> _SOURCE EXTRACT_:
*** Block opens ***

Basics

What Science Actually Found When It Tested the Four Temperaments

July 17, 2026 · 4 min read

A working volvelle bound into a manuscript: rotating parchment discs carrying the zodiac names and degree scales, with a pivoting arm for reading off a position by turning a wheel.
A working volvelle bound into a manuscript: rotating parchment discs carrying the zodiac names and degree scales, with a pivoting arm for reading off a position by turning a wheel.

In 1964 Hans Eysenck published a diagram with two axes and the four classical temperament names printed around the rim. It is the honest starting point for what survived the twentieth century and what did not.

In 1964 Hans Eysenck and Sybil Eysenck published a questionnaire called the Eysenck Personality Inventory. Fifty seven questions, answered yes or no, scored in a few minutes. The manual that came with it contains a diagram that is worth looking at before anyone argues about whether the four temperaments are real. Two lines cross at right angles. The horizontal line runs from introverted to extraverted. The vertical line runs from stable to unstable, the dimension Eysenck called neuroticism. A circle is drawn around the crossing point and cut into four quadrants. The quadrants are labelled phlegmatic, sanguine, choleric, melancholic, and around the rim sit trait words taken from his own factor analyses: calm, sociable, touchy, moody.

This was not decoration and it was not a joke. Eysenck thought his numbers had walked back into an old room and found the furniture already there.

What Eysenck thought he had found

He was not the first to draw it. Wilhelm Wundt had already arranged the same four names on two dimensions, the strength of a person's feeling and the speed with which it changed. Eysenck's contribution was that he arrived at his two axes from the other end, from questionnaire data and factor analysis, and then noticed where he had landed. Extraversion and neuroticism kept coming out of the arithmetic no matter whose answers he fed into it. Put them at right angles and the four quadrants are unavoidable: stable extravert, unstable extravert, stable introvert, unstable introvert. Sanguine, choleric, phlegmatic, melancholic, in the classical order.

He then went further than the data could carry him. In 1967 he proposed that introversion reflected higher resting arousal in the cortex, and neuroticism the excitability of the limbic system. The dimensions replicated everywhere. The physiology behind them turned out to be far messier than his account, and most of that specific machinery has not held up. This is the useful pattern to keep in mind: the map kept surviving, the explanation kept being replaced. It is the same pattern you can watch across the long history of the humors.

The humors themselves are gone

There is no organ producing black bile. Nobody has ever found any. The four fluid scheme that Hippocrates and Galen worked with was a genuine attempt to explain what physicians could see, including the layers that separate in blood left standing in a bowl, and it was wrong. Nothing in modern medicine is waiting to rescue it. When people say the four temperaments have scientific support, this is not the part they can mean, and it is worth saying so plainly rather than letting the ambiguity do quiet work.

*** Block closes ***

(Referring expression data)
*** Block opens ***

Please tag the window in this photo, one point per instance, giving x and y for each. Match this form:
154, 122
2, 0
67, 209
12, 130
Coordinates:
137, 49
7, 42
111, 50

*** Block closes ***

Copy the passage of the four temperaments article that begins at the words "In 1964 Hans Eysenck and" and stops after "furniture already there.". None of the tasks requires the entries.

> _RESPONSE TO THE EXERCISE_:
In 1964 Hans Eysenck and Sybil Eysenck published a questionnaire called the Eysenck Personality Inventory. Fifty seven questions, answered yes or no, scored in a few minutes. The manual that came with it contains a diagram that is worth looking at before anyone argues about whether the four temperaments are real. Two lines cross at right angles. The horizontal line runs from introverted to extraverted. The vertical line runs from stable to unstable, the dimension Eysenck called neuroticism. A circle is drawn around the crossing point and cut into four quadrants. The quadrants are labelled phlegmatic, sanguine, choleric, melancholic, and around the rim sit trait words taken from his own factor analyses: calm, sociable, touchy, moody.

This was not decoration and it was not a joke. Eysenck thought his numbers had walked back into an old room and found the furniture already there.